# [FRAGMENT TEKSTU]
:::

Spójrzmy teraz na przeciętnych współczesnych chrześcijan. Poziom ich życia można by

porównać z życiem apostołów przed zmartwychwstaniem i zesłaniem Ducha Świętego. Wielu
z tych chrześcijan zachowuje się jak ludzie niewierzący. Ich życie jest jakieś bezpłodne, są
zawiedzeni, sfrustrowani, nie mają pewności swojej wiary, nie żyją nadzieją chrześcijańską,
nie są zdolni do dawania świadectwa. Chrześcijanie pierwszego pokolenia kierowani Duchem
Świętym dokonali największej rewolucji, w dziejach świata. Dziś sytuacja jest, można by
powiedzieć, tragiczna. Tysiące chrześcijan nawet nie wiedzą, kim jest Duch Święty, nie
mówiąc już o życiu według Ducha. Ogromna ilość chrześcijan nie wie, jak posiąść moc Ducha
Świętego. Jest wielka różnica pomiędzy Kościołem pierwszego pokolenia a Kościołem
współczesnym i pytamy się, co się stało. Wszak nic się nie zmieniło w Bożym planie
zbawienia, nic się nie zmieniło w sposobie działania Boga, w prawach działania Boga.
Obietnice Boga są wciąż aktualne, Bóg jest wierny swoim obietnicom. On nie wycofał się ze
swoich zobowiązań, Jego moc się nie umniejszyła, a jednak chrześcijanie współcześni
w większości nie potrafią korzystać z tej mocy. Co się stało, dlaczego tak jest?

Wszystko zależy od nas, od naszej wiary i dlatego w chwili obecnej, kiedy głoszenie

Ewangelii stało się sprawą tak naglącą, tak palącą, kiedy to wciąż jeszcze ogromna liczba ludzi
żyjących na świecie nie słyszała Ewangelii o Jezusie Chrystusie, kiedy głoszenie tej Ewangelii,
wypełnienie nakazu misyjnego Chrystusa staje się sprawą coraz bardziej naglącą, w tej chwili
musimy wpatrywać się w przykład pierwszych chrześcijan, musimy nauczyć się żyć Duchem
Świętym, Jego mocą, tak jak oni. Musimy się od nich nauczyć, jak napełniać się Duchem
Świętym. Dlatego w tej chwili orędzie o tym, jak napełnić się Duchem Świętym, jak żyć
w Duchu Świętym, jest orędziem absolutnie najważniejszym. Jeżeli się tego nie nauczymy,
jeżeli tego nie zrozumiemy, nie wypełnimy nakazu Pana wobec współczesnych nam ludzi.

:::

# [POKAZANE DANE]

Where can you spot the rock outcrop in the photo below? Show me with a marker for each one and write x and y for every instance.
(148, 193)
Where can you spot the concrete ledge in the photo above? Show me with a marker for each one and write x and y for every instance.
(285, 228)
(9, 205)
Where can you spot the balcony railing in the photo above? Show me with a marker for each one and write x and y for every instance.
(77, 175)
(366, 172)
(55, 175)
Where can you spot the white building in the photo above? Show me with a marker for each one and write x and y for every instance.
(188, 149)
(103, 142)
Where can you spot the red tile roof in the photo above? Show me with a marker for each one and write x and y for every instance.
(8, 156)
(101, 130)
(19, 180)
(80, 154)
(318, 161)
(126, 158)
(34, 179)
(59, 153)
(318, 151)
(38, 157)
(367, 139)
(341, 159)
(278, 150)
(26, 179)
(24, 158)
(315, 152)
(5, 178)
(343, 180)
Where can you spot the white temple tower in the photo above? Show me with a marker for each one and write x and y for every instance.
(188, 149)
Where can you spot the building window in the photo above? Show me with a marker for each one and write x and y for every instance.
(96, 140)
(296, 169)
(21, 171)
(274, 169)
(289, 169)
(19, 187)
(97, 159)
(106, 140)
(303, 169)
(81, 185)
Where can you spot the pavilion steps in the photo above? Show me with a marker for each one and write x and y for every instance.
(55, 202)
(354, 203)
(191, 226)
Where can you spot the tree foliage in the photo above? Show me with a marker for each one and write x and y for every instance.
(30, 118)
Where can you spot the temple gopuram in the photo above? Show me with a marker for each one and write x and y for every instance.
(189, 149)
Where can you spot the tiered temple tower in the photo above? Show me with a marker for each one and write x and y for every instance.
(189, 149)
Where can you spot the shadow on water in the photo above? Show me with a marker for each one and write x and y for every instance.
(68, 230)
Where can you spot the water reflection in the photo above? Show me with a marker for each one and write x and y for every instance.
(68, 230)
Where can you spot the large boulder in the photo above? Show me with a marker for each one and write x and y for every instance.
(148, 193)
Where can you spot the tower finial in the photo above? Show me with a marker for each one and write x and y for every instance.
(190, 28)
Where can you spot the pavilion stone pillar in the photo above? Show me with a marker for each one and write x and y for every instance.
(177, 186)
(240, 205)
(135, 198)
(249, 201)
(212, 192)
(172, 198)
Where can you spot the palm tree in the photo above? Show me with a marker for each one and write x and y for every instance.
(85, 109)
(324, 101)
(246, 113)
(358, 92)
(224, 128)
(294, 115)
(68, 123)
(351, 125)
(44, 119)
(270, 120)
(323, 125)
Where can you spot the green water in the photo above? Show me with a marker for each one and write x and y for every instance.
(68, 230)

:::

# [POLECENIE]
Na podstawie tekstu o Duchu Świętym odpowiedz krótko na poniższe pytania.
(a) Z czyim życiem przed zmartwychwstaniem i zesłaniem Ducha Świętego tekst porównuje poziom życia przeciętnych współczesnych chrześcijan?
(b) Czego dokonali chrześcijanie pierwszego pokolenia kierowani Duchem Świętym?
(c) Które orędzie tekst uznaje w chwili obecnej za absolutnie najważniejsze?

# [ODPOWIEDŹ]
(a) Z życiem apostołów.
(b) Dokonali największej rewolucji w dziejach świata.
(c) Orędzie o tym, jak napełnić się Duchem Świętym i jak żyć w Duchu Świętym.